**What you need to do**
Retype the records below exactly as they stand, omitting the pictures.

*** Opening of Provided material ***

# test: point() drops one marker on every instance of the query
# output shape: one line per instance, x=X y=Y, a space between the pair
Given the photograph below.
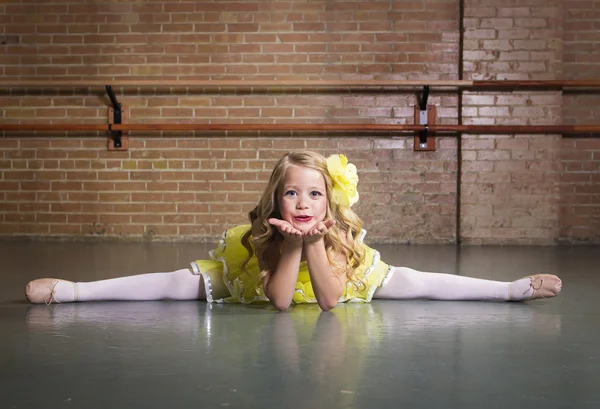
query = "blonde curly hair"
x=342 y=238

*** Close of Provided material ***

**Answer section**
# test: point() drops one marker on every instance of the query
# output shape: one line per instance, x=X y=Y, a space between the pair
Given the photograph below.
query = "blonde curly hair"
x=342 y=238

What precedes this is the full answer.